▸ Source excerpt:
[Start]
Interior Minister plans major overhaul of German security powers

Interior minister Thomas de Maizière announced on Tuesday his intention to centralize Germany's security apparatus, pulling a wide range of powers in to Berlin.

Interior Minister plans major overhaul of German security powers
Thomas de Maizière. Photo: DPA

In a guest article for the Frankfurter Allgemeine Zeitung, de Maizière said that he intends to bring control over several key security agencies to Berlin.

For historical reasons, including a rejection of the centralizing reforms of the Nazi party, but also due to Germany’s long history of decentralized power, many security competencies still remain at the level of the sixteen Bundesländer (states).

The Interior Minister signalled though his intention to abolish the state intelligence services and hand their powers to the BfV, the federal intelligence service.

The politician from Chancellor Angela Merkel’s conservative Christian Democratic Union party (CDU) also said that he intends to build up the Federal Criminal Police Office (BKA) – Germany’s version of the FBI – and to turn the federal police into “a real federal police force.”

“In order to make our country, and Europe with it, secure against crises, I consider this overhaul to be necessary,” he wrote.

De Maizière’s declaration appears to be an admission that Germany’s current security structure failed to prevent an attack on a crowded Christmas market in Berlin, which killed 12 people in December.
[End]
▸ Data supplied:
[Start]
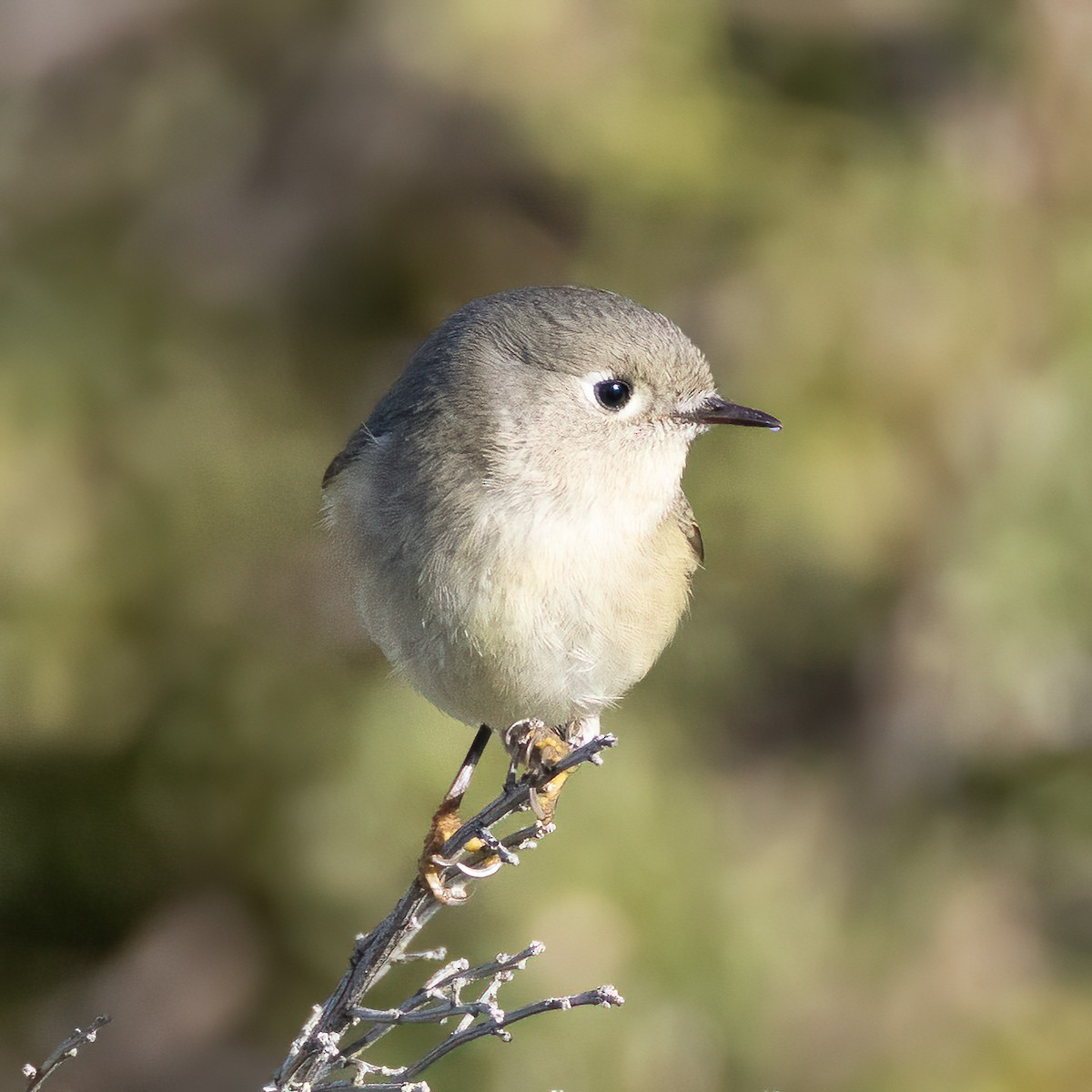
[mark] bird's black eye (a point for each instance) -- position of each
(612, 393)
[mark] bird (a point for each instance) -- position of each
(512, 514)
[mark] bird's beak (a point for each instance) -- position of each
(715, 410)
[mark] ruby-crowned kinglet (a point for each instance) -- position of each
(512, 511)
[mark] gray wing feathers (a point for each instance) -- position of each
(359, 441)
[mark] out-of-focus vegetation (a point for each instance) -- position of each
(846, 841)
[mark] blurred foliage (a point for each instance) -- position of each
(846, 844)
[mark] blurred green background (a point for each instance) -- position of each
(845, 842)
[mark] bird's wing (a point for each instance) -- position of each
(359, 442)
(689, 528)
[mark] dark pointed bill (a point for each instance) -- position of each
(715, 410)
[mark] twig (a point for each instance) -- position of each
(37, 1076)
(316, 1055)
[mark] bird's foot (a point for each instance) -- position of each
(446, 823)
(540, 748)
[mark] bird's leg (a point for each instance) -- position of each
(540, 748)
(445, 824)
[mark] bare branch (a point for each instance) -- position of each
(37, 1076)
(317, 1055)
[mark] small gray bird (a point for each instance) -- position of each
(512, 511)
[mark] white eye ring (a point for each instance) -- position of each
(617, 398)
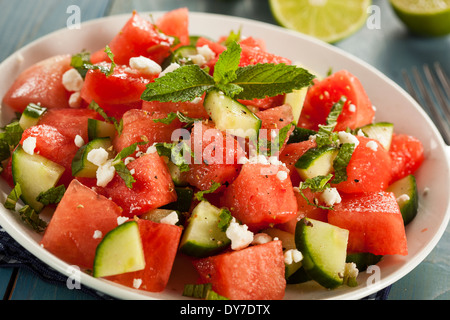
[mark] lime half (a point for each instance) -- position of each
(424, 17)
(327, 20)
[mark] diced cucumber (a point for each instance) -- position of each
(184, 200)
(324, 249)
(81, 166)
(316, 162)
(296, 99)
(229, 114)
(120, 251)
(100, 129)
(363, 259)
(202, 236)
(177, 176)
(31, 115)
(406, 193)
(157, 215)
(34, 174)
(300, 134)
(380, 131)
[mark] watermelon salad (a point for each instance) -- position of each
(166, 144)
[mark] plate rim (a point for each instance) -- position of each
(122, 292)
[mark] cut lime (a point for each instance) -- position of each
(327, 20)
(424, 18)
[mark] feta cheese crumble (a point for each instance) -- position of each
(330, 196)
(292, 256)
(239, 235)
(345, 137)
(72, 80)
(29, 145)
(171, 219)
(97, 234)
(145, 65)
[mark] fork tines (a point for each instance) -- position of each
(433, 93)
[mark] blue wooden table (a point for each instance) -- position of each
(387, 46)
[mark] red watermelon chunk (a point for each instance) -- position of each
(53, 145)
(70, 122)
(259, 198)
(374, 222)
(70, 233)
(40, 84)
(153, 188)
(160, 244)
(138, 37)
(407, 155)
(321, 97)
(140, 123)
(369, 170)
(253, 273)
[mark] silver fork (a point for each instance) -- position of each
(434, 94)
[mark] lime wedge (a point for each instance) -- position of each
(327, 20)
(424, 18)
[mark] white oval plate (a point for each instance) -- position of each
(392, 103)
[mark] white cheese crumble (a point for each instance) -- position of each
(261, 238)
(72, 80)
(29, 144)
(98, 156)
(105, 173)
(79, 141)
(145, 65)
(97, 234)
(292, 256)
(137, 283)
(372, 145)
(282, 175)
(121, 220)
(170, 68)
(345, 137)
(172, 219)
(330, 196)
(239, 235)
[End]
▸ Short task:
Could you reproduce word for word the part of the article on Germany's security overhaul starting at "Interior minister Thomas" and ending at "in to Berlin."?

▸ Exercise solution:
Interior minister Thomas de Maizière announced on Tuesday his intention to centralize Germany's security apparatus, pulling a wide range of powers in to Berlin.